▸ Exercise requirements: Your reply should hold exactly the lines from the one that contains "negative clicks: (1317, 265)" through the end of the data. Repeat them word for word.

(Collected data entries)
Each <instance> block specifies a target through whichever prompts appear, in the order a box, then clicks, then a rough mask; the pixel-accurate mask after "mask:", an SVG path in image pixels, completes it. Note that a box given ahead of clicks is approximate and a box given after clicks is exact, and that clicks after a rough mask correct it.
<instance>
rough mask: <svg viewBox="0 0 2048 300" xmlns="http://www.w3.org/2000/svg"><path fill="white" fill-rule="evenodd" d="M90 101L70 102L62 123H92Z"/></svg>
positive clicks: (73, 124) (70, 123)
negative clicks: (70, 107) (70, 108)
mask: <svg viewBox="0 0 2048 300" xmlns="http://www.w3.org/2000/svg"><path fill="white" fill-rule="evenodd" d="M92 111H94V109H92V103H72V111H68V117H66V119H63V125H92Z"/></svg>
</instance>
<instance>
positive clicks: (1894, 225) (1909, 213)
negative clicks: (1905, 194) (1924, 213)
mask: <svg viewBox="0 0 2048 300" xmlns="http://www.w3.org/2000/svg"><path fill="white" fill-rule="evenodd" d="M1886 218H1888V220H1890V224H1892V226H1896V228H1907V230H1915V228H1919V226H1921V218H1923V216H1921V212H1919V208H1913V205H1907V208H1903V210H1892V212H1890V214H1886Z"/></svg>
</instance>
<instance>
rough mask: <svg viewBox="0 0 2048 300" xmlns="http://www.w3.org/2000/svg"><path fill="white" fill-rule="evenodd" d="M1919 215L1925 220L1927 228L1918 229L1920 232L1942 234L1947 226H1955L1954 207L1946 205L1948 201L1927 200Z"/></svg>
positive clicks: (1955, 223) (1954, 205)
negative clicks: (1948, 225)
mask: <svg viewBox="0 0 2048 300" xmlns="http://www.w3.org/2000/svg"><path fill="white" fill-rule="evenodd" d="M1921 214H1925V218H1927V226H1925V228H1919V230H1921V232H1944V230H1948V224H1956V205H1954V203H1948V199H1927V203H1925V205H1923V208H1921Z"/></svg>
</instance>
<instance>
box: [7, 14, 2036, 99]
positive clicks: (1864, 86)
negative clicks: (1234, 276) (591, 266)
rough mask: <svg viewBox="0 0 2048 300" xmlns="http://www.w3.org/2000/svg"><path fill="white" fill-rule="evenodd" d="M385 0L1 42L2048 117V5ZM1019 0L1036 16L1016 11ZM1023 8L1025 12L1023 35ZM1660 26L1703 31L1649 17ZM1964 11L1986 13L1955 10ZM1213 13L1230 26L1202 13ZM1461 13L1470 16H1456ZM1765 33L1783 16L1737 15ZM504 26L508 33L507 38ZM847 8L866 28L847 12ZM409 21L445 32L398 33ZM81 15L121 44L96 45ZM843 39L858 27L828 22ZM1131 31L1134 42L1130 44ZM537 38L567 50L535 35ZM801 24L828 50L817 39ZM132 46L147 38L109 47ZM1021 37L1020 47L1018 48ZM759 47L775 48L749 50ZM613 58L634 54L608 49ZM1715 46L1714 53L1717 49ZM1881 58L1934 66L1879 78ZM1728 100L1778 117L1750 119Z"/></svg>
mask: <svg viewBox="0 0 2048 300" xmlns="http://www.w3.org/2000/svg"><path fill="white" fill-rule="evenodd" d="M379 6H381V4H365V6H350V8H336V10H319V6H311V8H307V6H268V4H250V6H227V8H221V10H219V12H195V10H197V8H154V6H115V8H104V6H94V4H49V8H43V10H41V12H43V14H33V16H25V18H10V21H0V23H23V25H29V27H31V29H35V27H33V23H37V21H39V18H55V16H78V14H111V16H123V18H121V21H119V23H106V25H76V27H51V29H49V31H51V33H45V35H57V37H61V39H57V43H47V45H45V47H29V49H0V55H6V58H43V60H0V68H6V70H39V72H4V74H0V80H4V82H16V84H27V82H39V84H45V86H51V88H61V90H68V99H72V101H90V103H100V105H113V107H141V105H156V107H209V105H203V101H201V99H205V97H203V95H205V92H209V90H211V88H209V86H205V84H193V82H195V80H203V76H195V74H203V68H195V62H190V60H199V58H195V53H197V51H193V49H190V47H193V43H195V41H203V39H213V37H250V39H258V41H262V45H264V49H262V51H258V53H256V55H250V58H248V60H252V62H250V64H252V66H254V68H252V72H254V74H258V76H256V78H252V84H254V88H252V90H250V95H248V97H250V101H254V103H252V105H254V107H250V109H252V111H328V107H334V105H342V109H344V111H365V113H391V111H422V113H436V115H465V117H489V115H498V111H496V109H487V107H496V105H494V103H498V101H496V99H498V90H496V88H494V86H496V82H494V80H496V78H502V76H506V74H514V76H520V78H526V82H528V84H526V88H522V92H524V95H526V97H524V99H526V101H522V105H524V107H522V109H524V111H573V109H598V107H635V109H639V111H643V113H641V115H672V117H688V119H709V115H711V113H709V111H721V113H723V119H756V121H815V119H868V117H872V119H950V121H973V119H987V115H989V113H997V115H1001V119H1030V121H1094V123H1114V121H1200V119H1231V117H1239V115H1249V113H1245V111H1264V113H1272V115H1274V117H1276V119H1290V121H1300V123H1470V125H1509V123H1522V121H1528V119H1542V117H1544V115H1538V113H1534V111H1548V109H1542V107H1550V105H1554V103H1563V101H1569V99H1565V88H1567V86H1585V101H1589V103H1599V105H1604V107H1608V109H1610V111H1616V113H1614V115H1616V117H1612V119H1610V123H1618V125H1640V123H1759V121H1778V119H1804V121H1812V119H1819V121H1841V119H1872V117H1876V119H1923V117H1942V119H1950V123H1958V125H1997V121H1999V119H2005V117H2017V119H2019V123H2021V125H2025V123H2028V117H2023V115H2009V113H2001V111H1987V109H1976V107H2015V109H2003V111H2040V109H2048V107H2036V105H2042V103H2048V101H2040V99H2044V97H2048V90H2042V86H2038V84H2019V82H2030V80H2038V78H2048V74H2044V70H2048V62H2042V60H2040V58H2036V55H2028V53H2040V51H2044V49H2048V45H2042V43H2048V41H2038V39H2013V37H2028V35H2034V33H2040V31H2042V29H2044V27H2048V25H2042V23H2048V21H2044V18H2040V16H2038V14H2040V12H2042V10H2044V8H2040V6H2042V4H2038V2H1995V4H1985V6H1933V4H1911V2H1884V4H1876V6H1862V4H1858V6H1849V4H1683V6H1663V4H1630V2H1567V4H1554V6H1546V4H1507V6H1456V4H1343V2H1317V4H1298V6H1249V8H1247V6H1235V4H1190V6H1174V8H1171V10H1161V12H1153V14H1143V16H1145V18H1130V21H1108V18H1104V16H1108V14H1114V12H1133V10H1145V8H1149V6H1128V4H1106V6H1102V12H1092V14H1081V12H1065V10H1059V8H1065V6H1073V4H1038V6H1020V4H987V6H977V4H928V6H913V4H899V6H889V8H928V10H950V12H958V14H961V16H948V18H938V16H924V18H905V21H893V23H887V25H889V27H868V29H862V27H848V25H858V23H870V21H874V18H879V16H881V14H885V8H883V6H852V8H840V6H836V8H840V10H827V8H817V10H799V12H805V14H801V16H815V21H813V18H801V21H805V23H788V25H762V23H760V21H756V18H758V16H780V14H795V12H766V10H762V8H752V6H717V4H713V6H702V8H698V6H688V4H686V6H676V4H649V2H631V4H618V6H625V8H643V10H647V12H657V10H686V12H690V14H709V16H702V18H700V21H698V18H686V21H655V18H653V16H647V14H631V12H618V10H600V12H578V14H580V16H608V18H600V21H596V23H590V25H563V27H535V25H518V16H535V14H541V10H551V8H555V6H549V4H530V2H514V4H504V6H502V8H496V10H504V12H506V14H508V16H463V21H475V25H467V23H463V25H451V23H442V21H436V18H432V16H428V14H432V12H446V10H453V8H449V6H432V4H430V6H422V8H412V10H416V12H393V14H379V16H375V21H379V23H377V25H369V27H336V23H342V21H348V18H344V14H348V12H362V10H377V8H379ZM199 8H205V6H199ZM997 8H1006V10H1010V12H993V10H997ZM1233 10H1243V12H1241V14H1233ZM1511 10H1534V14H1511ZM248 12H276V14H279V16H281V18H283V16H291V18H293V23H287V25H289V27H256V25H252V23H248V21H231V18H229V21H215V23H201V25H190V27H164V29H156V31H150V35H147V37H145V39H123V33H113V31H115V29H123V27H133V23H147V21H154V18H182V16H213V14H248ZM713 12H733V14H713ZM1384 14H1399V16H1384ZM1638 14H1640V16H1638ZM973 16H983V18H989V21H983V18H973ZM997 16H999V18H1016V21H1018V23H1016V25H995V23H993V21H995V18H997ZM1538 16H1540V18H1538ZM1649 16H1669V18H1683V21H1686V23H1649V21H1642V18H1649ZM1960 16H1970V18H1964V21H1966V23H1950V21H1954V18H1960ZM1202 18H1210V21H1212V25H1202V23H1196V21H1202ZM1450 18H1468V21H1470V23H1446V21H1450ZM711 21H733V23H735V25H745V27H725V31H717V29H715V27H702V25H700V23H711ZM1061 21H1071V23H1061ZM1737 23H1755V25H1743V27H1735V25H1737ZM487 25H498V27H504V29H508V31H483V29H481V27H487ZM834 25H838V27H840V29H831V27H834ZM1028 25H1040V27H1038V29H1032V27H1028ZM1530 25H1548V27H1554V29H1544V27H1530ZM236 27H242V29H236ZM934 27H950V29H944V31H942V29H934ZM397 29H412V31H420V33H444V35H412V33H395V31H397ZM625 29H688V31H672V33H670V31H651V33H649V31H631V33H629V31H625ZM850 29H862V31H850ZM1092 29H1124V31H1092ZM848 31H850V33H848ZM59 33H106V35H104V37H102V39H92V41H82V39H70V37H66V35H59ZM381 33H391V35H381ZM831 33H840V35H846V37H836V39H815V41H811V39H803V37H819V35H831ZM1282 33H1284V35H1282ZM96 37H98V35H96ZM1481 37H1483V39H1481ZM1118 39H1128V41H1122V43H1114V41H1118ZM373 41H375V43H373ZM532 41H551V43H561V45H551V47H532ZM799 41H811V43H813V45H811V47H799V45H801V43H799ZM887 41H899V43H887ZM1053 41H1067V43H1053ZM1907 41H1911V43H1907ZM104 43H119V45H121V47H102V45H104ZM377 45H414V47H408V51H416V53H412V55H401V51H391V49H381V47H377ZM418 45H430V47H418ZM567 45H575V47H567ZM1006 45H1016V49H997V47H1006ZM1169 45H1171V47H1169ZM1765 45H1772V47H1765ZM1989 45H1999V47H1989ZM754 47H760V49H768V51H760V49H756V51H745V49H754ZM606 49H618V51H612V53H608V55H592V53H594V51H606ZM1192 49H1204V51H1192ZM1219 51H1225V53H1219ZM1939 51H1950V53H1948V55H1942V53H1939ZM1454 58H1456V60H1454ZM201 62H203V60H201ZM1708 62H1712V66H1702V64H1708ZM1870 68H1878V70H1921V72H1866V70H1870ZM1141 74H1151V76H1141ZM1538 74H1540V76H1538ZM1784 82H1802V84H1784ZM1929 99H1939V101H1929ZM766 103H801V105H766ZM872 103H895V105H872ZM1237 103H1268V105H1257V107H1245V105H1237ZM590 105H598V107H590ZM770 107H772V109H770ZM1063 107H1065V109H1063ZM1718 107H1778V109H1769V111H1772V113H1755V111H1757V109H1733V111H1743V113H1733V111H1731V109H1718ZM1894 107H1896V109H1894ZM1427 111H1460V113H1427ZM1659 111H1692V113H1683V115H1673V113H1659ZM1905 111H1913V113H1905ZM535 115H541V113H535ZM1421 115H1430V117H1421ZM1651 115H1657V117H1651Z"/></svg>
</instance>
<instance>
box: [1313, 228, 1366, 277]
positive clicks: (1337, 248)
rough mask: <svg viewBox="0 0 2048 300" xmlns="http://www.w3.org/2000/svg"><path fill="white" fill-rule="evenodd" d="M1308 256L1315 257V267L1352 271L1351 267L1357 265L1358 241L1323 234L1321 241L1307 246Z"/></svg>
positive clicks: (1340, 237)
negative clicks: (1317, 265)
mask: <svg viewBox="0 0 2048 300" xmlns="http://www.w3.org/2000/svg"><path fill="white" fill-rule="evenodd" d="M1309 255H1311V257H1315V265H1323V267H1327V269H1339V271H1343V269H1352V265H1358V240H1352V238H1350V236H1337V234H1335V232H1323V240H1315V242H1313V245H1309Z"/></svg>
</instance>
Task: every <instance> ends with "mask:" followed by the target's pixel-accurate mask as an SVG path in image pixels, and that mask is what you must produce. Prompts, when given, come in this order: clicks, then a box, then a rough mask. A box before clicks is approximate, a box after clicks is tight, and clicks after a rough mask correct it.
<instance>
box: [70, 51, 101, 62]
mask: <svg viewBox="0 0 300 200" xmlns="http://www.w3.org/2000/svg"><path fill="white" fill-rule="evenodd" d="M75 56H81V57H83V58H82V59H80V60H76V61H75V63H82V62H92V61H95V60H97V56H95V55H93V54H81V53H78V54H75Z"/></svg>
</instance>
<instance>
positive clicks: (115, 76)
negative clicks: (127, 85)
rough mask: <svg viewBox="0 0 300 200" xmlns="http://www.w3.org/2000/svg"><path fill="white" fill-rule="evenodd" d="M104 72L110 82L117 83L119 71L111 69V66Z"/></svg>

▸ Output:
negative clicks: (1317, 265)
mask: <svg viewBox="0 0 2048 300" xmlns="http://www.w3.org/2000/svg"><path fill="white" fill-rule="evenodd" d="M1309 255H1311V257H1315V265H1323V267H1327V269H1339V271H1343V269H1352V265H1358V240H1352V238H1350V236H1337V234H1335V232H1323V240H1315V242H1313V245H1309Z"/></svg>
</instance>
Task: every <instance> ends with "mask:" followed by the target's pixel-accurate mask as an SVG path in image pixels, and that mask is what you must produce. Prompts, when given, come in this order: clicks, then a box, then a rough mask. A box before clicks is approximate, a box after clicks is tight, and clicks after a rough mask correct it.
<instance>
box: [70, 51, 101, 62]
mask: <svg viewBox="0 0 300 200" xmlns="http://www.w3.org/2000/svg"><path fill="white" fill-rule="evenodd" d="M75 56H81V57H83V58H82V59H80V60H76V61H75V63H82V62H92V61H95V60H97V56H95V55H93V54H81V53H78V54H75Z"/></svg>
</instance>
<instance>
positive clicks: (115, 76)
negative clicks: (127, 85)
rough mask: <svg viewBox="0 0 300 200" xmlns="http://www.w3.org/2000/svg"><path fill="white" fill-rule="evenodd" d="M104 72L110 82L117 83L119 71L111 69V66Z"/></svg>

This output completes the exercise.